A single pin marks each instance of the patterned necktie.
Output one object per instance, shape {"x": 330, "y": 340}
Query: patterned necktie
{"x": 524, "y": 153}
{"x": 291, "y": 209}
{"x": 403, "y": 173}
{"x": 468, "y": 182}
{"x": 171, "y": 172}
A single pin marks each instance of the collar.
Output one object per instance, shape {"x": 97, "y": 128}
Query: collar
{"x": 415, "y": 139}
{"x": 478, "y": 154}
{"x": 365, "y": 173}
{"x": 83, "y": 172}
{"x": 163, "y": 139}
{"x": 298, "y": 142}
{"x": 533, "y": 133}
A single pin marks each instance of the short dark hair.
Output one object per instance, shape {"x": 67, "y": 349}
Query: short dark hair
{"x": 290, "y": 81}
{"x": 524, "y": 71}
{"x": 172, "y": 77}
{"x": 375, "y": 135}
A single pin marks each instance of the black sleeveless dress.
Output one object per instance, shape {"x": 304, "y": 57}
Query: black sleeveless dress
◆ ◆ ◆ ◆ ◆
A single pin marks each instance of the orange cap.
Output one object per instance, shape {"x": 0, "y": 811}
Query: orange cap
◆ ◆ ◆ ◆ ◆
** Work to do **
Pick out every line of the items above that contains the word "orange", and copy each of those lines.

** Reply **
A single pin marks each instance of the orange cap.
Query: orange cap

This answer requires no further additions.